# What you should do:
Rewrite every item with "belt buckle" changed to "watch strap", leaving everything else the same.

# Data records:
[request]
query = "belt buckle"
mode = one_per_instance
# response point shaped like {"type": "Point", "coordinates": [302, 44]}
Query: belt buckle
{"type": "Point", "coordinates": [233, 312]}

# Reply:
[request]
query = "watch strap"
mode = one_per_instance
# response point shaped like {"type": "Point", "coordinates": [302, 44]}
Query: watch strap
{"type": "Point", "coordinates": [233, 312]}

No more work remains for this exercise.